### CONSEGNA:
Spiega, in una-tre frasi, perché secondo il testo sulle forze armate nord-coreane un ipotetico attacco al Sud si risolverebbe quasi certamente in una disfatta.

### TESTO:

════════════════════

La marcata obsolescenza delle forze convenzionali, se può rispondere ancora bene alla filosofia "classica" dell'esercito nord-coreano (difesa, mediante la marxiana "guerra di popolo", contro un eventuale - benché improbabilissimo - attacco dal Sud o dagli Usa), è ormai in stridente contrasto con la volontà ufficiale di raggiungere l'unificazione del paese mediante l'uso della forza militare. Le forze sud-coreane, molto più esigue dal punto di vista numerico, sono inesorabilmente più moderne e un ipotetico attacco al Sud, (al di là di momentanei danni anche gravi che potrebbe patire la megalopoli Seul, forte di oltre 10 milioni di abitanti e cuore politico-economico vitale dl paese, che si trova a soli 40 km dal confine), si risolverebbe quasi certamente in una disfatta.

════════════════════

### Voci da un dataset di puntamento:
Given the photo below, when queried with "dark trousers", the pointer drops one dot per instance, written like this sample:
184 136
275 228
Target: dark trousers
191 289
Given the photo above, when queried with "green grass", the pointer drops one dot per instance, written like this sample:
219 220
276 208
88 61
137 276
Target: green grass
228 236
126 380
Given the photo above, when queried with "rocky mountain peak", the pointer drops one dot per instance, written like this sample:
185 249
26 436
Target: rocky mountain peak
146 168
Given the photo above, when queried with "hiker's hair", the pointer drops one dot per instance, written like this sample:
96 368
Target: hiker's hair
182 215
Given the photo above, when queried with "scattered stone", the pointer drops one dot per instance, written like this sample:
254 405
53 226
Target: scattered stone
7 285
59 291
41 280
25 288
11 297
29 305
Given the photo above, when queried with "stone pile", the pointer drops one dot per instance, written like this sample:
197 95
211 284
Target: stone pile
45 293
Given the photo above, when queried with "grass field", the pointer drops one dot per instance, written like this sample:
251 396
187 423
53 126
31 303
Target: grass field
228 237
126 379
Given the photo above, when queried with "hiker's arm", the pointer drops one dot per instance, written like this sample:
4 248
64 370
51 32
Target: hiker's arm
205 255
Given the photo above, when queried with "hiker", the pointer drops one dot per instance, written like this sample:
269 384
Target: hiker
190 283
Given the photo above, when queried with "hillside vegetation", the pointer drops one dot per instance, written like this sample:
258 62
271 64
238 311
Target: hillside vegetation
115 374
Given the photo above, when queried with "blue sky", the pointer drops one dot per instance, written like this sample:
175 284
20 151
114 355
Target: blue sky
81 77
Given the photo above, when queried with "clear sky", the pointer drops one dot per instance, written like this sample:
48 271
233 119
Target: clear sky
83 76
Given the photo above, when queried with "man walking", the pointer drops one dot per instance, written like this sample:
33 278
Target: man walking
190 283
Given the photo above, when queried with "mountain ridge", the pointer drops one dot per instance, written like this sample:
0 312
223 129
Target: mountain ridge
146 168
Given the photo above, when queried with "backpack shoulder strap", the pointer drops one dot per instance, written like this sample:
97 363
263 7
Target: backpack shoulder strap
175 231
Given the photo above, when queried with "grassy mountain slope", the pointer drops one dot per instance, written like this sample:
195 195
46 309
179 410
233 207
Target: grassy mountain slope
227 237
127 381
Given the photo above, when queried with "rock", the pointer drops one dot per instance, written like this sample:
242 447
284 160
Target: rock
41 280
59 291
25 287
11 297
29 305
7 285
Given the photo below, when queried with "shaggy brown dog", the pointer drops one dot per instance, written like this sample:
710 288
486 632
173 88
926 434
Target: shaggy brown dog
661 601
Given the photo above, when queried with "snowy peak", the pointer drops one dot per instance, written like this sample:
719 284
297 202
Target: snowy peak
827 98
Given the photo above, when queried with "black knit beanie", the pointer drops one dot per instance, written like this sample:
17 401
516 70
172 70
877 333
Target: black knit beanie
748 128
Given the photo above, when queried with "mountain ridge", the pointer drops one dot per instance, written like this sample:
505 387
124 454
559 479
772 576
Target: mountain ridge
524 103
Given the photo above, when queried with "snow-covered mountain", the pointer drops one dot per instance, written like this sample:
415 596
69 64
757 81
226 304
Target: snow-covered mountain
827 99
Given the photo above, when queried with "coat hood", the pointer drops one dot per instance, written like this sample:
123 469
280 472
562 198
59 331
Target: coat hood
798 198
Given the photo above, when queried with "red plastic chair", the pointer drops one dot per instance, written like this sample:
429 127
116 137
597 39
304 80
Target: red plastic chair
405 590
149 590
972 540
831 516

════════════════════

### RISPOSTA SCRITTA:
Le forze sud-coreane, pur essendo molto più esigue dal punto di vista numerico, sono inesorabilmente più moderne. Le forze convenzionali nord-coreane soffrono invece di una marcata obsolescenza.